##### SELECTED EXCERPT
Landmapper Data Pipeline Library (lm-dpl)

A Python library for procuring and processing Landmapper geospatial data layers.

Project Structure

Core Modules (/lm_dpl/)

cli.py: Unified command-line interface for all pipeline operations
clients/: Data source clients and API integrations
- restclient.py: REST API client for parcel data sources
- sdaclient.py: Soil Data Access (SDA) API client
- db_manager.py: Database connection and session management
- endpoints.yaml: Configuration for data endpoints and field mappings
parcels/: Parcel data processing and transformation
- processor.py: Main parcel data processor with state-specific logic
- Oregon and Washington SQL scripts for schema creation and data processing
soil/: Soil data processing and analysis
- processor.py: Soil data processor with USDA SDA integration
- Database schemas for soil data storage
forest/: Forest and elevation data processing
- parcel_elevation.py: Elevation data extraction and processing
- datasets.py: Forest dataset utilities and management
- SQL schemas for forest data classification
utils/: Shared utilities and configuration
- config.py: Configuration management and environment variables
- db_utils.py: Database utilities and operations
- emailu.py: Automated email notifications for pipeline status
- logging_utils.py: Logging configuration and utilities

Pipeline Workflow

The lm-dpl data pipeline follows a two-stage process: Fetch and Process. Data flows from multiple sources through staging tables to final application tables:

graph TD
    subgraph "Data Sources"
        A[County & State<br>REST APIs]
        B[USDA SDA API<br>Soil Data]
        C[Remote Sensing<br>Forest & Elevation Data]
    end
    
    subgraph "Stage 1: Fetch"
        D[Fetch Raw Data]
    end
    
    subgraph "Stage 2: Process"
        E[Transform & Standardize Data]
    end
    
    subgraph "Final Application Tables"
        F[app_taxlots]
        G[app_soil]
        H[app_populationpoint]
        I[app_coa]
    end
    
    A --> D
    B --> D
    C --> D
    D --> E
    E --> F
    E --> G
    E --> H
    E --> I

Workflow Stages:

1. Data Sources - The pipeline integrates data from three primary sources. See Data Sources for more details.
##########
##### DATA SECTION
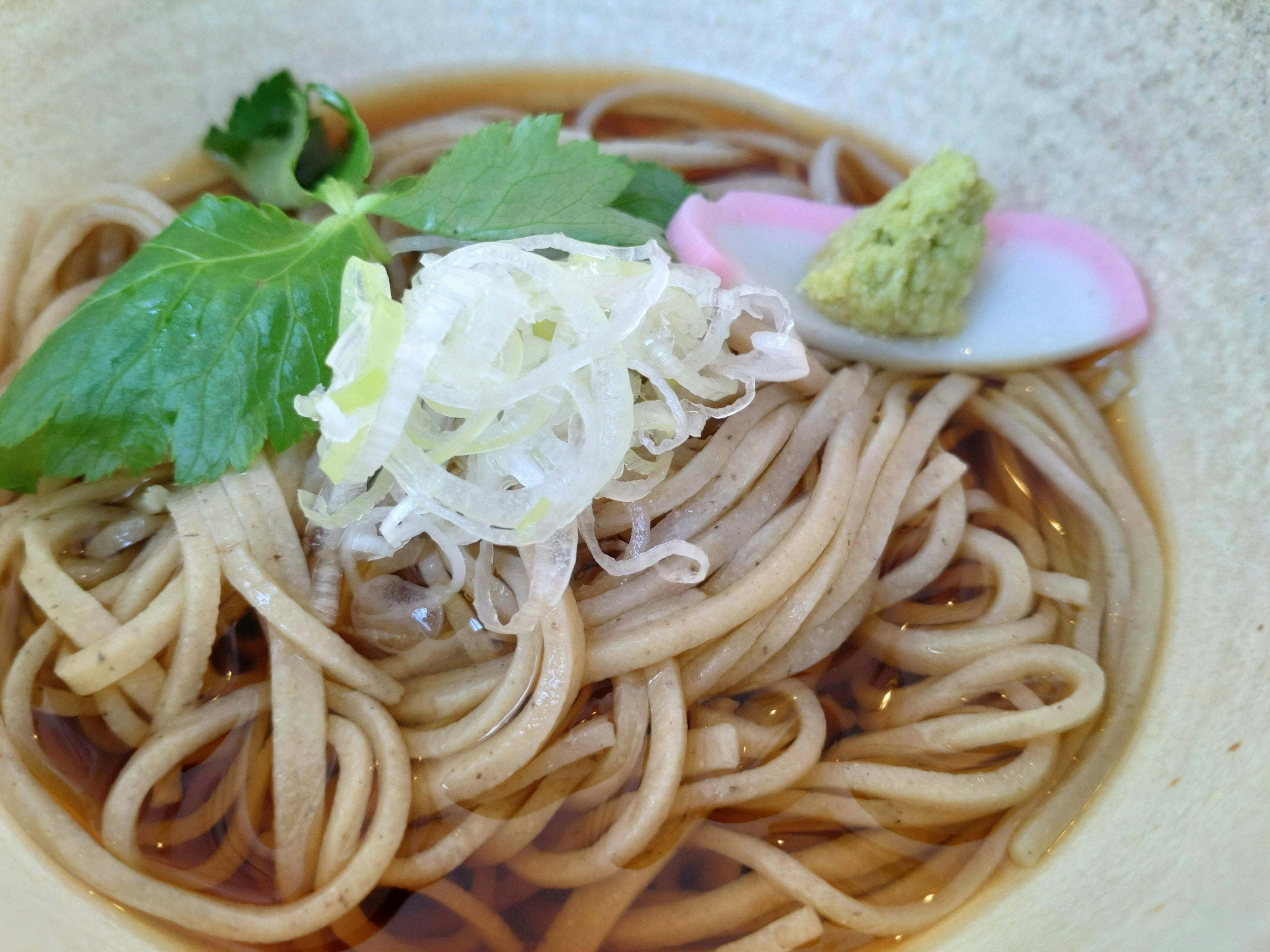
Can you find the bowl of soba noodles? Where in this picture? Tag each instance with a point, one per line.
(609, 477)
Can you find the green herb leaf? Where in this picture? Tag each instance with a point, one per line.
(279, 152)
(194, 351)
(656, 194)
(505, 183)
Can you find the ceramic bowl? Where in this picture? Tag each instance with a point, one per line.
(1145, 120)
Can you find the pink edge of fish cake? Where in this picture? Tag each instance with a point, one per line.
(692, 230)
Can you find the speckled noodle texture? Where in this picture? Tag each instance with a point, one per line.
(1147, 120)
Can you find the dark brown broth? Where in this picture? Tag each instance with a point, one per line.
(394, 921)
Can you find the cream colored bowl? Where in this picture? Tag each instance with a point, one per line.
(1149, 121)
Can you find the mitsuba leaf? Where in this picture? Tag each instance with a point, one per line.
(655, 194)
(506, 182)
(279, 152)
(194, 351)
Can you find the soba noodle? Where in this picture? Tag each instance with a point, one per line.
(928, 628)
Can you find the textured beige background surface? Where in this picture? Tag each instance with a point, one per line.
(1147, 120)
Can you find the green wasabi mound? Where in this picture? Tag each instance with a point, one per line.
(904, 267)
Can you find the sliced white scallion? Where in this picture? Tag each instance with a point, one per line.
(511, 388)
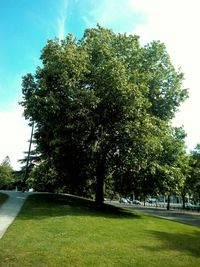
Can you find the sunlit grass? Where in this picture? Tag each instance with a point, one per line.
(3, 198)
(58, 230)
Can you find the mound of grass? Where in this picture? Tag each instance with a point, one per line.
(60, 230)
(3, 198)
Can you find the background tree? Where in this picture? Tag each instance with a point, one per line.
(6, 174)
(98, 104)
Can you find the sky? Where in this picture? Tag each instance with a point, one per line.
(26, 25)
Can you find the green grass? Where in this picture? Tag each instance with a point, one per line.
(3, 198)
(58, 230)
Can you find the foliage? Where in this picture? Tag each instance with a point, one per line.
(193, 182)
(6, 174)
(99, 104)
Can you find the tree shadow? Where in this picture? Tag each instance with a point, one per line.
(41, 206)
(188, 243)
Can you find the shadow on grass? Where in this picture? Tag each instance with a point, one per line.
(41, 206)
(188, 243)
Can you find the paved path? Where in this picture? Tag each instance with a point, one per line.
(10, 209)
(192, 218)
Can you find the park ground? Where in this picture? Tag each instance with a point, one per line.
(63, 230)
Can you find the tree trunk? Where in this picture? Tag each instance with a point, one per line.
(183, 197)
(100, 175)
(168, 202)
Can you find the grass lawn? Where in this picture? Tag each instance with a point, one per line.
(3, 198)
(58, 230)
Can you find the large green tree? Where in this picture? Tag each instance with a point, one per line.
(98, 104)
(6, 174)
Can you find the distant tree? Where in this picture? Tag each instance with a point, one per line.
(6, 174)
(192, 184)
(98, 103)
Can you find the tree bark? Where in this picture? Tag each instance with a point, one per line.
(168, 202)
(100, 175)
(183, 197)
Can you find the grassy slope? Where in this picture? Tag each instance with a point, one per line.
(3, 198)
(65, 231)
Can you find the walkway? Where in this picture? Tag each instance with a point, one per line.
(10, 209)
(192, 218)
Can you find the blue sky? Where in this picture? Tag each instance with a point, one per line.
(26, 25)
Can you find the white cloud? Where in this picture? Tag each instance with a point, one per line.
(176, 23)
(14, 135)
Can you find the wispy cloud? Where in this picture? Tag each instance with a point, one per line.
(62, 19)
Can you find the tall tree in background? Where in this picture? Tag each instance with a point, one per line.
(98, 104)
(6, 174)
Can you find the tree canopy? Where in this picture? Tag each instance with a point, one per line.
(101, 106)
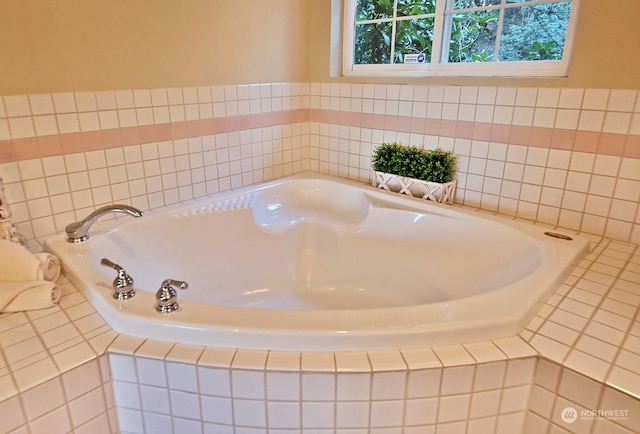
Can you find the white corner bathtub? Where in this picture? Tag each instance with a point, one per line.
(310, 262)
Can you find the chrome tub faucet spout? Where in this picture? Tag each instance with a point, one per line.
(77, 232)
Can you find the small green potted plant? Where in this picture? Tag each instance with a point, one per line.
(425, 173)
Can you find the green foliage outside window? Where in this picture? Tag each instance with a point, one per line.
(528, 32)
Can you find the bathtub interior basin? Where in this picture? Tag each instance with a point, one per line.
(311, 262)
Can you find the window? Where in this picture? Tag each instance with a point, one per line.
(458, 37)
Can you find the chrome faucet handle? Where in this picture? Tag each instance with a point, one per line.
(122, 284)
(167, 296)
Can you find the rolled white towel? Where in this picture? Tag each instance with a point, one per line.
(22, 296)
(50, 266)
(17, 264)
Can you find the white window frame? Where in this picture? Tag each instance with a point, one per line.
(437, 68)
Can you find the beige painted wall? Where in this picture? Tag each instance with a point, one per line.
(606, 52)
(80, 45)
(87, 45)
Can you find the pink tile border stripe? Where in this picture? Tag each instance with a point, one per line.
(61, 144)
(621, 145)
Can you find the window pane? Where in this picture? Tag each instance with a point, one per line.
(473, 36)
(534, 32)
(374, 9)
(414, 37)
(373, 43)
(407, 8)
(465, 4)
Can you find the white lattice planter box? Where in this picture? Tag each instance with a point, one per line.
(441, 193)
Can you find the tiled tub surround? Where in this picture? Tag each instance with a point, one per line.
(582, 352)
(63, 155)
(561, 156)
(566, 157)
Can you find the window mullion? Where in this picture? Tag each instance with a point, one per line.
(441, 28)
(499, 30)
(394, 24)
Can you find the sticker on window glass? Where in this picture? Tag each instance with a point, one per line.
##########
*STATED PROBLEM A*
Print the section of the lm-dpl page that begins at the words "Landmapper Data Pipeline" and stops after "Core Modules (/lm_dpl/)".
*STATED PROBLEM B*
Which final application tables does the lm-dpl page name? List every one.
The records play no part here.

*OUTPUT A*
Landmapper Data Pipeline Library (lm-dpl)

A Python library for procuring and processing Landmapper geospatial data layers.

Project Structure

Core Modules (/lm_dpl/)

*OUTPUT B*
app_taxlots
app_soil
app_populationpoint
app_coa